> STATED PROBLEM
Copy the data from the line containing "tag sliding glass barn door" through the line containing "[287,285,300,310]". Keep every line as it is, except increase each bounding-box coordinate by 77.

> INPUT MATERIAL
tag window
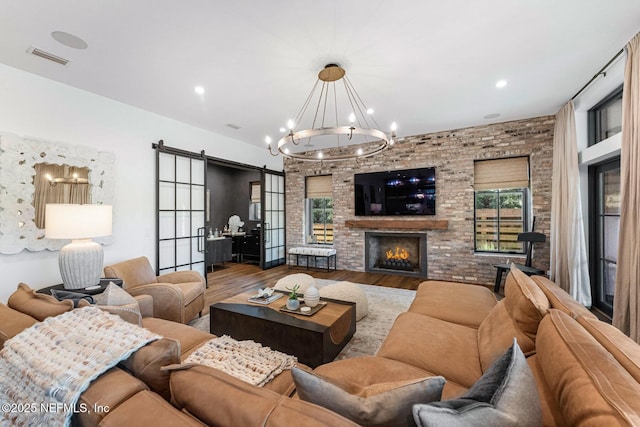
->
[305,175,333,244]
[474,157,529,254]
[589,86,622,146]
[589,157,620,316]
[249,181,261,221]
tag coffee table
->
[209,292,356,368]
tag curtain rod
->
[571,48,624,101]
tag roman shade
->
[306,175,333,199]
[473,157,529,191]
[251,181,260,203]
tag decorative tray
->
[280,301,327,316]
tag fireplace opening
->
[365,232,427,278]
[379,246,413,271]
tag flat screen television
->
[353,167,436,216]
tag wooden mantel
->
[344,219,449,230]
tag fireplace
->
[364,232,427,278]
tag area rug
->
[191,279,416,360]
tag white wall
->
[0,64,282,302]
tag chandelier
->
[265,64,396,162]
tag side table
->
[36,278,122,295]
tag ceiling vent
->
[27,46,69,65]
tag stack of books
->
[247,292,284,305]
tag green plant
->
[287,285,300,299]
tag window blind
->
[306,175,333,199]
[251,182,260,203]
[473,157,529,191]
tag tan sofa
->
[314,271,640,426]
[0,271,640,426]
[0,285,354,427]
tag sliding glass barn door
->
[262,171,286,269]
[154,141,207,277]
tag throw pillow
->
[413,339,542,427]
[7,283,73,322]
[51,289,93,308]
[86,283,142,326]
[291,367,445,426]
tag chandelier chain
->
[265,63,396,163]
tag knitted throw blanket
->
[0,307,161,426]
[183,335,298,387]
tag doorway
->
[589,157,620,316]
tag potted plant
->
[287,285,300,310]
...
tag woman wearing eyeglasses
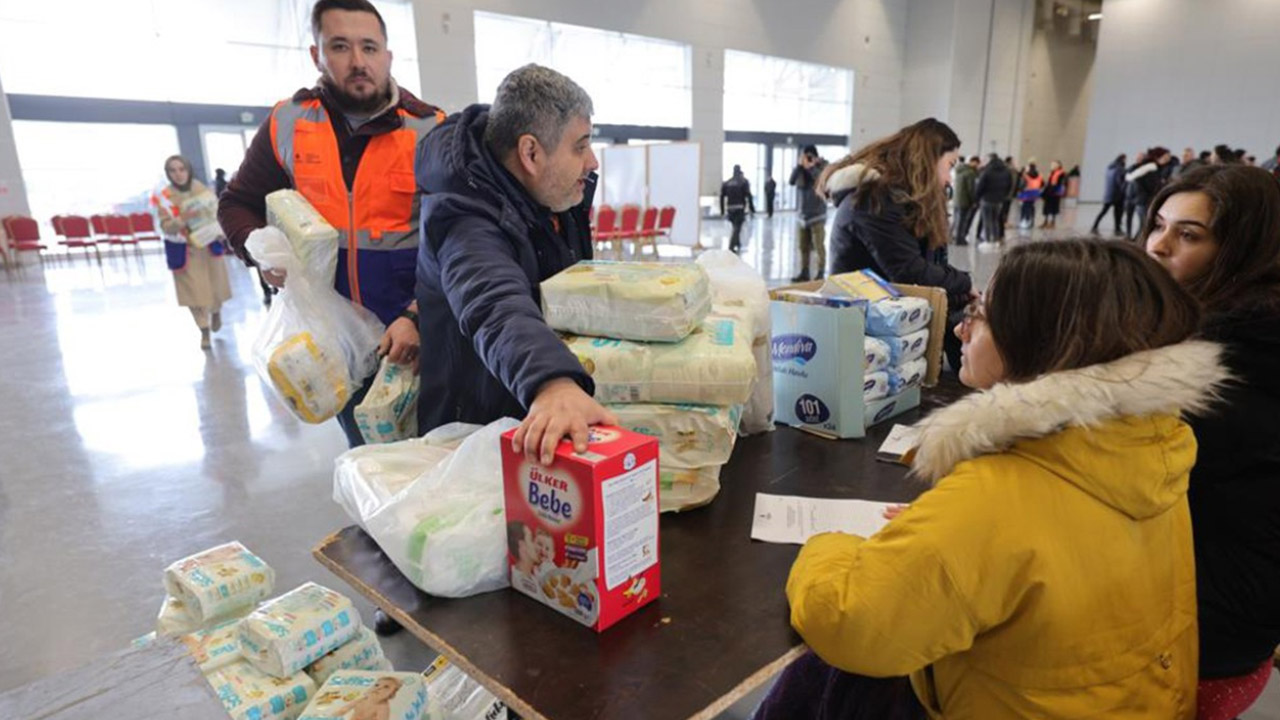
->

> OUTPUT
tag sliding glass barn door
->
[339,248,363,346]
[231,218,284,354]
tag throw pillow
->
[490,416,619,504]
[84,360,150,399]
[128,366,170,385]
[163,360,219,403]
[368,444,522,503]
tag chandelier chain
->
[342,140,473,240]
tag knitted throw blanket
->
[77,384,238,503]
[260,412,375,464]
tag doorway
->
[666,234,697,393]
tag potted plant
->
[364,362,377,387]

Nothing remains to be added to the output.